Requirement:
Copy the stretch of lines from the one containing "Point to the chrome side" through the last line below, keeping every character unchanged.

Exercise material:

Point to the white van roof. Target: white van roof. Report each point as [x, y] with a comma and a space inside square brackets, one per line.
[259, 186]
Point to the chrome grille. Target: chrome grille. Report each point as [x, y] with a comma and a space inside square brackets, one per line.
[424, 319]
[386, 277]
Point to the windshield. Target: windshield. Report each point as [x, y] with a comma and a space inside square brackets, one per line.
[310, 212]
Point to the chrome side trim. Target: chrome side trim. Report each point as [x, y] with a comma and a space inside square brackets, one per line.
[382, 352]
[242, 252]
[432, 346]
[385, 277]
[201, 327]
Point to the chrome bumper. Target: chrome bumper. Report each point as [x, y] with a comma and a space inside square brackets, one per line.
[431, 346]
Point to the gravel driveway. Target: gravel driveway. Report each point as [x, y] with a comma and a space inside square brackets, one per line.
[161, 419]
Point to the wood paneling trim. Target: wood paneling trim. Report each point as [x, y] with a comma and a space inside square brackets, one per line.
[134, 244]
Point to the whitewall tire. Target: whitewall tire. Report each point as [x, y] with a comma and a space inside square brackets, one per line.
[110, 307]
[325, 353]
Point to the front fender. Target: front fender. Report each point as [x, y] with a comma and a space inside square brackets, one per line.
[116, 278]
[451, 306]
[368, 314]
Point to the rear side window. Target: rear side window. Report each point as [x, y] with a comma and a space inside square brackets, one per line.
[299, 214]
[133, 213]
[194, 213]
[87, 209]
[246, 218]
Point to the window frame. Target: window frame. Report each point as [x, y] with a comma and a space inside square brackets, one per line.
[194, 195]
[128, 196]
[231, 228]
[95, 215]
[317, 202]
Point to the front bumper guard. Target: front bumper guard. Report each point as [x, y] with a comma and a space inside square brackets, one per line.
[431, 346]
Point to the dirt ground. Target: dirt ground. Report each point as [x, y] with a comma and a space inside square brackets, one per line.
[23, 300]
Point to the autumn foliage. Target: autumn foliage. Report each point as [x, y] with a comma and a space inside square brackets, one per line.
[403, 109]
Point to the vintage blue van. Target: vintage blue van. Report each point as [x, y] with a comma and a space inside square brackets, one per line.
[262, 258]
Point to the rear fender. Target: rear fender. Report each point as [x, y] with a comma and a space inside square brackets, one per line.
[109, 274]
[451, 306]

Solution below:
Point to the chrome side trim. Target: chrome side trim. Report each point as [x, y] with a comma and a space inside square brackets, one per line.
[382, 352]
[242, 252]
[432, 346]
[385, 277]
[201, 327]
Point to the chrome bumper. Target: chrome bumper. Report each point as [x, y] with a comma and a space inside square brackets, one per line.
[431, 346]
Point to the gravel driveway. Target: gravel driveway. Report each point as [x, y] with a comma and a space inside square brackets, one per line.
[161, 419]
Point to the wood paneling trim. Target: wood paneling trim. Report each point as [x, y] with a comma and a space inside square brackets, one per line.
[134, 244]
Point to the whitewall tire. Target: whitewall tire. Report each point as [x, y] with a comma and a space inside square brackets, one per line.
[110, 307]
[325, 353]
Point to the front fender. Target: front fender. Report each point as [x, y] with a comma and a space inside square brackets, one per line.
[116, 278]
[451, 306]
[368, 314]
Point to the rear side window. Target: rear side window. Report each point as [x, y] with a comma and a space inside square brackets, one per line.
[299, 214]
[133, 213]
[194, 213]
[87, 209]
[246, 218]
Point to the window frame. Target: window frame. Report each point as [x, y] with a comma and a space inside square brackets, one per line.
[194, 195]
[128, 196]
[231, 228]
[95, 215]
[317, 202]
Point to the front bumper guard. Target: front bumper guard. Report each point as [x, y] with a comma and a space inside square brackets, one per line.
[431, 346]
Point to the dirt ground. Target: dirt ground. Report each point as [x, y] with a comma and a space inside square brackets, one per line.
[23, 300]
Point to the autumn foliage. Target: autumn foliage. Report each point as [x, y] with a comma and a space inside square brackets, one per line.
[403, 109]
Point to the vintage blue van. Target: vintage blue van. Report each point as [x, y] with a comma and a space inside square brackets, one per line.
[262, 258]
Point to the rear fender. Target: rear fender. Report each point as [x, y] with a comma and a space inside square brackets, one per line.
[109, 274]
[451, 306]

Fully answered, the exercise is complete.